* The problem
Filter this data down to the lines that hold "floor", and copy them.

(Data excerpts)
=======

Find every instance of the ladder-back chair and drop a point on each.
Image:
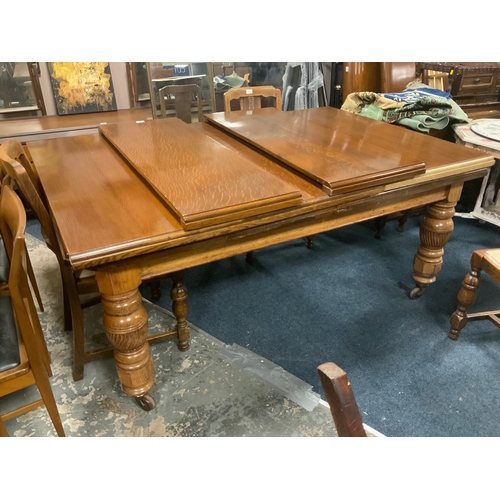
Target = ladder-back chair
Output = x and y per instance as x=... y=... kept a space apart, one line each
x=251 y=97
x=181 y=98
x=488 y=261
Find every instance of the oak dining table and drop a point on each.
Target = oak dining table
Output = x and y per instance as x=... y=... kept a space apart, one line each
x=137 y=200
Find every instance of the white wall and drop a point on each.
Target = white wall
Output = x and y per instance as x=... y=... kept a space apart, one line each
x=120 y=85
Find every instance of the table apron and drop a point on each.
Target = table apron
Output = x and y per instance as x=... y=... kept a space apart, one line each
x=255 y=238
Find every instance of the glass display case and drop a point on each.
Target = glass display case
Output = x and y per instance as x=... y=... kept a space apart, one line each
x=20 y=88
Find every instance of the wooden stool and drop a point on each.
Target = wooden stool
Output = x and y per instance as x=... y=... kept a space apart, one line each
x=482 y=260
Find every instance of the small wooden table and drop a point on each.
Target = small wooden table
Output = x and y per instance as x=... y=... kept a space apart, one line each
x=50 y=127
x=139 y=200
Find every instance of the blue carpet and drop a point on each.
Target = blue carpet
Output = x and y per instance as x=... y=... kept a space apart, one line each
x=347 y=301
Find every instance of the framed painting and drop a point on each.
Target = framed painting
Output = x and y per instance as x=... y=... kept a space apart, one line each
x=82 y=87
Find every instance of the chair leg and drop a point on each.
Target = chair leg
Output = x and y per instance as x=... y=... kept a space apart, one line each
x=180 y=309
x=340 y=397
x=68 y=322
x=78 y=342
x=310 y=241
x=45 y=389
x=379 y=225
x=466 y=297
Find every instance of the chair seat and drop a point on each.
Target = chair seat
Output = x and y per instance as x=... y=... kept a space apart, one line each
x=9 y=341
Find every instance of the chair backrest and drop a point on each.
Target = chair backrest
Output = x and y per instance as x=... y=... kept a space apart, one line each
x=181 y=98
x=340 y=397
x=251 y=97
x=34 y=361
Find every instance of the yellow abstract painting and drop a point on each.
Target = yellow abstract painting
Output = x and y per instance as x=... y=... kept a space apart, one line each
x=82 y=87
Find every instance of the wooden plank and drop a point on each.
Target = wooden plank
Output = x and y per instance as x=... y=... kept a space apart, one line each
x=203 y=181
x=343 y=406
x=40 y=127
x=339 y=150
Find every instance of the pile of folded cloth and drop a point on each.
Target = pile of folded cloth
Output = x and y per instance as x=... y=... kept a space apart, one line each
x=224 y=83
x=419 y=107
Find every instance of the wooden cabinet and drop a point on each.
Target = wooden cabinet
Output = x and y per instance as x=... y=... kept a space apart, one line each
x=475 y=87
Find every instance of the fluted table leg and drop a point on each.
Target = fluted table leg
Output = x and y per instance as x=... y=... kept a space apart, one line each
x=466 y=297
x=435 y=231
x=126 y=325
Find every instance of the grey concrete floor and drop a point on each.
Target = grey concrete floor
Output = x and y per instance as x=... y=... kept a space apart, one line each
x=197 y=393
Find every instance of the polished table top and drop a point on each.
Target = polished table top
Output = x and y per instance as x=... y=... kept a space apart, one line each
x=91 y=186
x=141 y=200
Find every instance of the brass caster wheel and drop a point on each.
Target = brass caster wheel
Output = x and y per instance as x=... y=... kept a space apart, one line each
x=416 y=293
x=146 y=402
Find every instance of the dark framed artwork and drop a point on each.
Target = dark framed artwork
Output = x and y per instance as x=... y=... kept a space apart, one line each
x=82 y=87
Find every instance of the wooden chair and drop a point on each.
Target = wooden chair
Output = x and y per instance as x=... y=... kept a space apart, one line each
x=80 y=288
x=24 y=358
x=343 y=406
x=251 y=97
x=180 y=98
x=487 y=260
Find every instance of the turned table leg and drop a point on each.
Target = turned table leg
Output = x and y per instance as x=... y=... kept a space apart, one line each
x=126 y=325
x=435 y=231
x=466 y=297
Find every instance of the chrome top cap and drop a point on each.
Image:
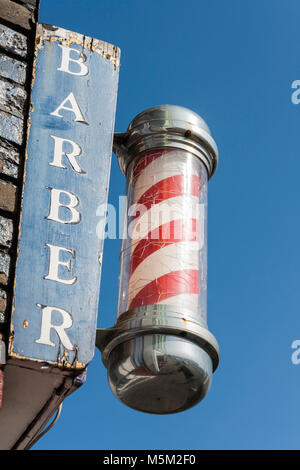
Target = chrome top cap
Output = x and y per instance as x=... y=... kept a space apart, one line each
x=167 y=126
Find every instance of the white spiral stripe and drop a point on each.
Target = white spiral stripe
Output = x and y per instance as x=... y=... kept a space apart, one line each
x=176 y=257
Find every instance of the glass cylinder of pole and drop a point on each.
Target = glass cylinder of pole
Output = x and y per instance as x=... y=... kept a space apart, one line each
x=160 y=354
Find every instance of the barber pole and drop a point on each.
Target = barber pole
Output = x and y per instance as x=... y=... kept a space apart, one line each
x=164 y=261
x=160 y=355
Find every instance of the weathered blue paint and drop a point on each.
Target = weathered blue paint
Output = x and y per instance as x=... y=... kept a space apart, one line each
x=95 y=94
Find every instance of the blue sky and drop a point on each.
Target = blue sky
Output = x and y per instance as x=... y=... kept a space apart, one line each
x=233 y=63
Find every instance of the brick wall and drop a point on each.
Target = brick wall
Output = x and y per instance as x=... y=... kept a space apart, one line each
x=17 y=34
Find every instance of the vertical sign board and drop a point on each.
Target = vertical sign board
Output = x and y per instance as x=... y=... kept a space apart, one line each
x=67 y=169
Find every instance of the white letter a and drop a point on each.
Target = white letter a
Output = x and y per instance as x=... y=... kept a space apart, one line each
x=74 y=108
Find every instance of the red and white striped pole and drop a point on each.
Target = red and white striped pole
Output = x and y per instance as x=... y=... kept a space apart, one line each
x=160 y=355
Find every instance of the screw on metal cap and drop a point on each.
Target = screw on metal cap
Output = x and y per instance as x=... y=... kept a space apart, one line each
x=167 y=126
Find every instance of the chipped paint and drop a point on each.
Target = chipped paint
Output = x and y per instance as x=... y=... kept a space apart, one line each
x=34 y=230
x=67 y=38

=======

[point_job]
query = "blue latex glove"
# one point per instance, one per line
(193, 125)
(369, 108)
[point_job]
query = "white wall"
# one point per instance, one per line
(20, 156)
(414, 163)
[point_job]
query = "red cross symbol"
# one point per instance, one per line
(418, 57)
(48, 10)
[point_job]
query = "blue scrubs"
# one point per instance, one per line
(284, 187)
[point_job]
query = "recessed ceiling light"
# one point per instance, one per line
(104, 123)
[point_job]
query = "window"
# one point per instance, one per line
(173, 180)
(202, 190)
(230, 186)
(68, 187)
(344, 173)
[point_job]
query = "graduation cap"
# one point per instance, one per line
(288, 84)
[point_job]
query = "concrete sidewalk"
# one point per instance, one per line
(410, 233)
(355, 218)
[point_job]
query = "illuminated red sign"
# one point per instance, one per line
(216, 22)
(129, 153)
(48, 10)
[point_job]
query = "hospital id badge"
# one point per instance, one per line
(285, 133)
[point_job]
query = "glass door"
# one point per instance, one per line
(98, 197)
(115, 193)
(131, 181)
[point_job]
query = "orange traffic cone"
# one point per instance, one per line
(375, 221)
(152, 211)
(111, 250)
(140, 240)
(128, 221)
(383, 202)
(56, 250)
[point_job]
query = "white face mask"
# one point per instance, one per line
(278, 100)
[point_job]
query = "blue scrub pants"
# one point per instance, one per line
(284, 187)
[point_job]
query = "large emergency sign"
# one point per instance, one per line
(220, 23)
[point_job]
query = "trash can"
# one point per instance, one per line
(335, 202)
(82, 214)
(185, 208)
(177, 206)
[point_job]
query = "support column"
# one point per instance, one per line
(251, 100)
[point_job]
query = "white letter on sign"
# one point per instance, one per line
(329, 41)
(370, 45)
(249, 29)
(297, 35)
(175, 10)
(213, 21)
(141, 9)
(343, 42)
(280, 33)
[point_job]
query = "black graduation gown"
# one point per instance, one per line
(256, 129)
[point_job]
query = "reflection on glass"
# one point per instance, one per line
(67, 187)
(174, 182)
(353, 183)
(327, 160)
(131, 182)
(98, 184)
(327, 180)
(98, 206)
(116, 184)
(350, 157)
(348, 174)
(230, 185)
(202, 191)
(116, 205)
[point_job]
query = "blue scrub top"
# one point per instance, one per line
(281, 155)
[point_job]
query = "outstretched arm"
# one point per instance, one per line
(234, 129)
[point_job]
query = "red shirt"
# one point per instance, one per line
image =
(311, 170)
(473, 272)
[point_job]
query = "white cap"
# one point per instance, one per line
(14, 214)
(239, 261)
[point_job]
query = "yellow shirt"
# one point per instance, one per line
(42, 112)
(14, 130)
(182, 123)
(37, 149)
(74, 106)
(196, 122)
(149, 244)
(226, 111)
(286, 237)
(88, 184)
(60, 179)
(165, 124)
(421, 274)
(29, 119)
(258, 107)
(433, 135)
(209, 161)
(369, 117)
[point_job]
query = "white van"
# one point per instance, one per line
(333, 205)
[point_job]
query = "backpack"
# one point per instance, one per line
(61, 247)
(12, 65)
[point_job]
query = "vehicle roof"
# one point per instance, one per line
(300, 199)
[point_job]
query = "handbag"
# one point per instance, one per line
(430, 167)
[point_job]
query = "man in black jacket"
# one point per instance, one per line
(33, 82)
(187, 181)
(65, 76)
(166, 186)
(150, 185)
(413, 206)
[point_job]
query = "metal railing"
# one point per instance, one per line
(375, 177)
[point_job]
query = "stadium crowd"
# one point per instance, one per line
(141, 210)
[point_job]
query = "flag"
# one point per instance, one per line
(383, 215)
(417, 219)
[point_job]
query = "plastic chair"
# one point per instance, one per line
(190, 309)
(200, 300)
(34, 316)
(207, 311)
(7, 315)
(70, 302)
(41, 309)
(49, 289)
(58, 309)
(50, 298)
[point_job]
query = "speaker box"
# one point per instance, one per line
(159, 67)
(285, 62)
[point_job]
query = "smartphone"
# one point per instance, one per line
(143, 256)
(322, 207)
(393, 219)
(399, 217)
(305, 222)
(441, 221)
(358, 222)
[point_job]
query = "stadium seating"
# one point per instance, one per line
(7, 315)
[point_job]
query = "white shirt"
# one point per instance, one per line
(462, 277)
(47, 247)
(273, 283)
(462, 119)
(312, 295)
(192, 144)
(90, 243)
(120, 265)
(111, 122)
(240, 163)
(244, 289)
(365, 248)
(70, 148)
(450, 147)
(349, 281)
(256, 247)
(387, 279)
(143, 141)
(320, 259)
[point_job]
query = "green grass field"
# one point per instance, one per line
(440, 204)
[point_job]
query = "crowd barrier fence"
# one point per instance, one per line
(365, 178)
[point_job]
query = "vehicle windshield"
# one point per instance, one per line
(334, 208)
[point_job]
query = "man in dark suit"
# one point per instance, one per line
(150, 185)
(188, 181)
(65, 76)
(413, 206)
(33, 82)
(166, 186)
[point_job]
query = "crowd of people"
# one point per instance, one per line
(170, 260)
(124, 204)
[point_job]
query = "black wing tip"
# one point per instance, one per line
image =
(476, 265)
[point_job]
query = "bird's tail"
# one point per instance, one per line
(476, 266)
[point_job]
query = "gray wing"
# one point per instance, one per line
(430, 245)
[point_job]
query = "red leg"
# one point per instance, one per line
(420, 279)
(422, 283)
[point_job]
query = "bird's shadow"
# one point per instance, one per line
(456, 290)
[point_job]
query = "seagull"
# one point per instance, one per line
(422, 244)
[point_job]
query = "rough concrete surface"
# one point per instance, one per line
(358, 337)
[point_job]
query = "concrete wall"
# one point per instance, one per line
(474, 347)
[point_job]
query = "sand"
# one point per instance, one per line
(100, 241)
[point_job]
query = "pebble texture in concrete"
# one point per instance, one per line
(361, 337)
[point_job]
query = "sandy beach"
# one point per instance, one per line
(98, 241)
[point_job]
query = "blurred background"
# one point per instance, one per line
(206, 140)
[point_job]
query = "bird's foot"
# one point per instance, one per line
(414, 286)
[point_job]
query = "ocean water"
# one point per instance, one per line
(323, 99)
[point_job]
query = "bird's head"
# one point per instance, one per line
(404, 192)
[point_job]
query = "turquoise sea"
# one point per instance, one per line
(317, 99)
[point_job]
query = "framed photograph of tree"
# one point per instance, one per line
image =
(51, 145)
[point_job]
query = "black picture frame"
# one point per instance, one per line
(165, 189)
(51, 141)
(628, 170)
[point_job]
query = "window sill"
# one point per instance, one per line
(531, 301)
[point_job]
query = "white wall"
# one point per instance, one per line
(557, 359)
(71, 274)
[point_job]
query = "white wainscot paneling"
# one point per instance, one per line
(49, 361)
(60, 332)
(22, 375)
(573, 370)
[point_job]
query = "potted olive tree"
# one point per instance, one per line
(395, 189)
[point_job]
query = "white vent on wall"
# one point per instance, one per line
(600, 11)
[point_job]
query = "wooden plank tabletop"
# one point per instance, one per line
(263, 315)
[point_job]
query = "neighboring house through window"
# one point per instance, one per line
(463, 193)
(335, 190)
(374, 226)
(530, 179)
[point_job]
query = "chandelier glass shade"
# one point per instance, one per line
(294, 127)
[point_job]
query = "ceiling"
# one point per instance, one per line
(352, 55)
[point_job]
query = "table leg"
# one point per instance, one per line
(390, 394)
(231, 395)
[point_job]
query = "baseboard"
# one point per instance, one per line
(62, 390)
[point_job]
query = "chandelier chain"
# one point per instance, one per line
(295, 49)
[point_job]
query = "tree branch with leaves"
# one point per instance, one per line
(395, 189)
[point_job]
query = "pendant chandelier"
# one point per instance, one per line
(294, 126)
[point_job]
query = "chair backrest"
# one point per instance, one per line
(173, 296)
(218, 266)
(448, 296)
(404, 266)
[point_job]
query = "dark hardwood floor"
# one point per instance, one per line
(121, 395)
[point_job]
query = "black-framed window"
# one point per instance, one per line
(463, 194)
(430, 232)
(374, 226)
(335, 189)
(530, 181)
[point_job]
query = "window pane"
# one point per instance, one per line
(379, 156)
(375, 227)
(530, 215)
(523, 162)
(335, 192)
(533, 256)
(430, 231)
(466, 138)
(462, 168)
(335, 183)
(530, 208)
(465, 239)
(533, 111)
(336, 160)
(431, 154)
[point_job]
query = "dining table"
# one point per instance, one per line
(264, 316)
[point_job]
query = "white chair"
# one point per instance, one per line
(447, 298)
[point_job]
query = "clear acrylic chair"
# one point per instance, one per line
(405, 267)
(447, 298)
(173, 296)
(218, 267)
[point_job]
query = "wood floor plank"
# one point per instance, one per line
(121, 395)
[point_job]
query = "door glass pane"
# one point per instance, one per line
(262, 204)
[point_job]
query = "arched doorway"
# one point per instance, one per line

=======

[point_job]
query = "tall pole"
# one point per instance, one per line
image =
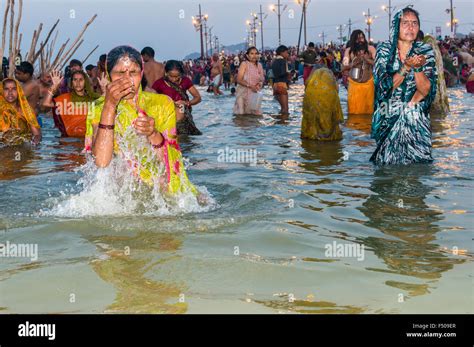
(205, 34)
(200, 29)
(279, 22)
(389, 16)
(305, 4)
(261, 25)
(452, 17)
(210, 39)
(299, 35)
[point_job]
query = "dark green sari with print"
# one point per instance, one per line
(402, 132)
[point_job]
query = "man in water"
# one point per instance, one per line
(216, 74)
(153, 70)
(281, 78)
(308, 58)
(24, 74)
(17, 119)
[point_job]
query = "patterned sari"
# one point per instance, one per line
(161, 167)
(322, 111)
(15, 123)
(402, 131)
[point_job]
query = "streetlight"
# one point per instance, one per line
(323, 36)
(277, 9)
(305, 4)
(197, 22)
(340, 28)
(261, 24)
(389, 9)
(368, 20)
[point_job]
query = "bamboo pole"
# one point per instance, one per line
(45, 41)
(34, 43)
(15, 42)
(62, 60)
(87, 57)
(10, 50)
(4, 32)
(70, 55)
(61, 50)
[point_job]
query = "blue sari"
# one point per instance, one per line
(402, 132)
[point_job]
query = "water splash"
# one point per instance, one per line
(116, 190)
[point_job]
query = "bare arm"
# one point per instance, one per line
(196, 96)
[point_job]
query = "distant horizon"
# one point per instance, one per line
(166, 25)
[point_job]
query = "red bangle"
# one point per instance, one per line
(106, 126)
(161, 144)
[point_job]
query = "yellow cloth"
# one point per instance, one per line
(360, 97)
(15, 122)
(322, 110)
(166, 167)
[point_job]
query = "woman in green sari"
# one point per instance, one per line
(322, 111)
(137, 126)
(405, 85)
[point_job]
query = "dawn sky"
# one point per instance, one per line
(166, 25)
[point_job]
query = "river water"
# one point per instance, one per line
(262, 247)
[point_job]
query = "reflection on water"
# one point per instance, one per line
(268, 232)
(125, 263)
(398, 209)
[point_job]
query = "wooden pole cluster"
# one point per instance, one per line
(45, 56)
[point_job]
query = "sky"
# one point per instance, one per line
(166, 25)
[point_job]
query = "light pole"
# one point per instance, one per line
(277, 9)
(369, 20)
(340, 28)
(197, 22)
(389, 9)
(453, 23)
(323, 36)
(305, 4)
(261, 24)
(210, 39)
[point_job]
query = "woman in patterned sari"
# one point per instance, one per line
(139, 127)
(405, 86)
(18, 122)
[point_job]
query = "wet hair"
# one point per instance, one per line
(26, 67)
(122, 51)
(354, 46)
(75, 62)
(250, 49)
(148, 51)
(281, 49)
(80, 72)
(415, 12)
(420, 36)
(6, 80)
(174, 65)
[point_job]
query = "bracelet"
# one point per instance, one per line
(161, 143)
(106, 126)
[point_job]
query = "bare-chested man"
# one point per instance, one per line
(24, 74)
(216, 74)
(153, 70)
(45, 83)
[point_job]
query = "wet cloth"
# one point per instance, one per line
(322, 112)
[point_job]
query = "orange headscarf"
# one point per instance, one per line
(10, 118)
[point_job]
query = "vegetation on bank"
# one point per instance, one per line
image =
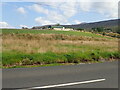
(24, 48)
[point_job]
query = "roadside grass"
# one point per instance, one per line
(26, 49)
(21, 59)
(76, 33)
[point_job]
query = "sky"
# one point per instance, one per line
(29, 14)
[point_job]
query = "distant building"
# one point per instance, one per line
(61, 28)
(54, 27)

=======

* Response
Find every instance of the grey concrete floor and drop a point on each.
Target = grey concrete floor
query = "dark hardwood floor"
query = "wood floor plank"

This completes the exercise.